[Object pointing dataset rows]
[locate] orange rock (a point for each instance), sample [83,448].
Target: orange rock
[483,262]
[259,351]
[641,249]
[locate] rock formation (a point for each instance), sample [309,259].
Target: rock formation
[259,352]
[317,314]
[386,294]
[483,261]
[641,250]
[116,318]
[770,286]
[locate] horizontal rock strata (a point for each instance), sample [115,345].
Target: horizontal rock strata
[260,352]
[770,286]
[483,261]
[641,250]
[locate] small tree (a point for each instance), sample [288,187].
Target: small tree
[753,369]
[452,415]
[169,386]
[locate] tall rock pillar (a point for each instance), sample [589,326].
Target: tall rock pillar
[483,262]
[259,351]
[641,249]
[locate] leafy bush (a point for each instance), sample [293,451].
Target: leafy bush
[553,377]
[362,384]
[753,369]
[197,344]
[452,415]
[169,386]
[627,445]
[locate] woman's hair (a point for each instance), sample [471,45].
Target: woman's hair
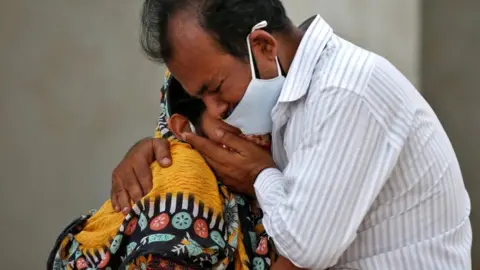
[180,102]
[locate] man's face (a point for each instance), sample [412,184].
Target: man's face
[205,71]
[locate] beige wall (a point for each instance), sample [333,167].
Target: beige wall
[76,92]
[451,82]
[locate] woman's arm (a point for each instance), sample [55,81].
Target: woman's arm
[283,263]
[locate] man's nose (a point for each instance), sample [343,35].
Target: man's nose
[215,107]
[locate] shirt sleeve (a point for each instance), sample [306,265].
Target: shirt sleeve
[313,208]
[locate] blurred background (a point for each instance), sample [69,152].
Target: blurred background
[76,92]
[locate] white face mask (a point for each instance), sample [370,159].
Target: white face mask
[253,113]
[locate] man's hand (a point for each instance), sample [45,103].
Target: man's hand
[238,163]
[132,178]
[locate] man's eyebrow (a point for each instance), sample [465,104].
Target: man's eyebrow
[199,93]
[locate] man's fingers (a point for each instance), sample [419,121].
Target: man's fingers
[161,149]
[230,140]
[207,147]
[144,175]
[130,184]
[122,199]
[114,200]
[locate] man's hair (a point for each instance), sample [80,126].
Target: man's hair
[182,103]
[228,21]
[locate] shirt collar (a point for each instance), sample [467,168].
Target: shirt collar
[307,56]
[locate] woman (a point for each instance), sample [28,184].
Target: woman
[187,221]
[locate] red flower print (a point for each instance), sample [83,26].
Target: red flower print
[262,248]
[159,222]
[201,228]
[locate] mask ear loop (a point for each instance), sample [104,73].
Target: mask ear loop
[192,127]
[258,26]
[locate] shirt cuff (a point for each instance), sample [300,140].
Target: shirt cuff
[269,187]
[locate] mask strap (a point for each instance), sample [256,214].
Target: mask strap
[279,70]
[192,127]
[259,25]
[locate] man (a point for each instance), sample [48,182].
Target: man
[351,136]
[186,221]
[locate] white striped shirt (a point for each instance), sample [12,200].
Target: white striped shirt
[367,177]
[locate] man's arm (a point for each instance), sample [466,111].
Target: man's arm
[313,208]
[132,178]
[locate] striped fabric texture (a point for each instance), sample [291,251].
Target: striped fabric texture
[367,177]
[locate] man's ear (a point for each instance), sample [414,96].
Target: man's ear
[265,50]
[178,124]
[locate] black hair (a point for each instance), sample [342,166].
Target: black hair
[180,102]
[228,21]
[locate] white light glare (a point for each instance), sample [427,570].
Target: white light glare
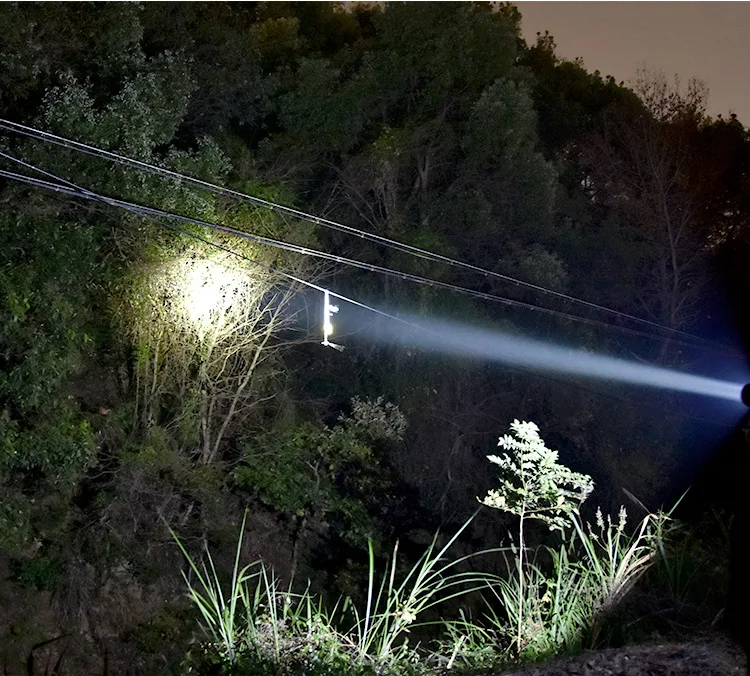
[496,346]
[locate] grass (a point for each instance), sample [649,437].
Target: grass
[255,626]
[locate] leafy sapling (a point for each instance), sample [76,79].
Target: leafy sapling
[534,485]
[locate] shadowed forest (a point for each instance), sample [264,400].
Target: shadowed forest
[191,483]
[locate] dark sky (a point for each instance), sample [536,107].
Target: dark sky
[708,40]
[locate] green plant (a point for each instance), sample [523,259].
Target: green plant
[256,623]
[534,486]
[616,558]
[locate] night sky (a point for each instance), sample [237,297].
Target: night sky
[708,40]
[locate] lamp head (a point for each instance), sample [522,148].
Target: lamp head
[746,395]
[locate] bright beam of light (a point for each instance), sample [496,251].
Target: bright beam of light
[456,339]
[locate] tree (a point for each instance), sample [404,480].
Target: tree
[533,485]
[645,166]
[205,329]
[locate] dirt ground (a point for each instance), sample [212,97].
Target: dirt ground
[714,656]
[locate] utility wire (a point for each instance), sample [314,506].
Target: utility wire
[71,189]
[48,137]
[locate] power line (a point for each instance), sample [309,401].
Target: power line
[48,137]
[76,191]
[73,190]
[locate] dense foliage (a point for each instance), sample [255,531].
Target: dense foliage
[128,403]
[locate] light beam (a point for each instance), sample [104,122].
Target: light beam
[462,340]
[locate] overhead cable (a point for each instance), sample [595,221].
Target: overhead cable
[73,190]
[418,252]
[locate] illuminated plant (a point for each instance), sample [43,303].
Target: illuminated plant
[204,324]
[534,485]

### Task requirements
Omit every picture while copying the listing above exactly.

### Response for this exercise
[locate] orange rock (a point for each instance), sample [83,448].
Target: orange rock
[483,262]
[259,351]
[641,249]
[locate] rock formation (a point for each instance), sample [309,259].
Target: rock formation
[259,352]
[317,314]
[386,294]
[483,261]
[641,250]
[116,318]
[770,286]
[locate] horizontal rock strata (a point for each instance), sample [115,345].
Target: horizontal rock strata
[260,352]
[770,286]
[483,261]
[641,250]
[locate] small tree (a point for each instance), sample [288,187].
Target: small tree
[753,369]
[452,415]
[169,386]
[locate] tall rock pillar (a point for each instance), sample [589,326].
Target: tall rock pillar
[483,262]
[259,351]
[641,249]
[locate] leafy bush (a point for each instance), sample [293,451].
Target: leafy bush
[553,377]
[362,384]
[753,369]
[197,344]
[452,415]
[169,386]
[627,445]
[locate] woman's hair (a point for each instance), sample [471,45].
Target: woman's hair
[180,102]
[locate] man's face (a point for each instance), sample [412,184].
Target: man's face
[205,71]
[locate] beige wall (a point for each instance), sample [333,167].
Target: beige wall
[76,92]
[451,82]
[locate] woman's arm (a point for each instance), sample [55,81].
Target: woman's arm
[283,263]
[locate] man's nose (a point for each instance), sample [343,35].
Target: man's nose
[215,107]
[locate] shirt sleeve (a point for each instance), sample [306,265].
Target: shirt sleeve
[313,208]
[locate] blurred background (a point for each instance), sample [69,152].
Target: blurred background
[76,92]
[locate] white face mask (a point for each instance), sample [370,159].
Target: white face mask
[253,113]
[locate] man's hand (a point for each instance), sample [45,103].
Target: man's hand
[238,163]
[132,178]
[locate] man's eyebrow (a point for each instance), sample [465,104].
Target: man's eyebrow
[199,93]
[locate] man's fingers (a point for each instance), sample [419,121].
Target: man's fingers
[161,149]
[230,140]
[207,147]
[144,175]
[130,184]
[122,199]
[114,200]
[locate] man's hair (a point for each instance), sample [80,126].
Target: man's hair
[182,103]
[228,21]
[locate] shirt collar (a point for each instance), sample [467,168].
Target: shirt collar
[307,56]
[locate] woman (a point for each instance), sample [28,184].
Target: woman
[187,221]
[locate] red flower print (a point for each instance), sample [83,26].
Target: red flower print
[262,248]
[159,222]
[201,228]
[locate] mask ear loop (a point for each instance), sample [104,73].
Target: mask ear loop
[192,127]
[258,26]
[locate] shirt cuff (a point for each instance), sample [300,140].
Target: shirt cuff
[269,187]
[locate] mask strap (a point for each instance), sample [256,214].
Target: mask strap
[279,70]
[192,127]
[259,25]
[locate] man (a point for each instance), sample [48,182].
Target: man
[351,136]
[186,221]
[locate] white striped shirt (a point for each instance), sample [12,200].
Target: white striped shirt
[367,177]
[locate] man's arm (a point for each instance), sample [466,111].
Target: man's arm
[313,208]
[132,178]
[locate] striped fabric texture (a point for each instance), sample [291,251].
Target: striped fabric texture
[367,177]
[locate] man's ear (a point for each instance), sample [414,96].
Target: man's ear
[265,50]
[178,124]
[locate] black hair (a point for each instance), sample [342,166].
Target: black hair
[180,102]
[228,21]
[locate] white light glare (a point for each instance), sample [427,570].
Target: white light glare
[496,346]
[locate] grass (a point for each instance), sample [649,437].
Target: grass
[255,626]
[locate] leafy sapling (a point for each instance), sample [76,79].
Target: leafy sapling
[534,485]
[locate] shadowed forest (a point for each instance), sample [264,400].
Target: shadowed forest
[191,483]
[locate] dark sky (a point for each instance), sample [536,107].
Target: dark sky
[708,40]
[locate] green plant (a point for each instance), sample [523,259].
Target: green plant
[256,623]
[534,486]
[616,558]
[locate] night sky (a point for each instance), sample [237,297].
Target: night sky
[708,40]
[locate] lamp head (a point for each instance), sample [522,148].
Target: lamp head
[746,395]
[locate] bright beam of light (a point for each instance), sample [496,251].
Target: bright beam of light
[456,339]
[locate] tree (a point for each instance), sample [404,480].
Target: tree
[533,485]
[645,166]
[205,329]
[locate] dirt ground (a point for each instance), sample [212,97].
Target: dirt ground
[714,656]
[locate] utility wire (a point for each instance), sample [314,506].
Target: utility wire
[71,189]
[48,137]
[locate] power line (a point for each instance), sample [309,401].
Target: power line
[48,137]
[76,191]
[73,190]
[locate] dense foliage (a point for each instance), sample [255,531].
Target: dense foliage
[128,403]
[locate] light beam (a point for each instance), sample [104,122].
Target: light beam
[462,340]
[locate] overhead cable (a point for each instance), sample [595,221].
Target: overhead cable
[73,190]
[418,252]
[locate] illuminated plant (a point for each instance), sample [43,303].
Target: illuminated plant
[204,324]
[534,485]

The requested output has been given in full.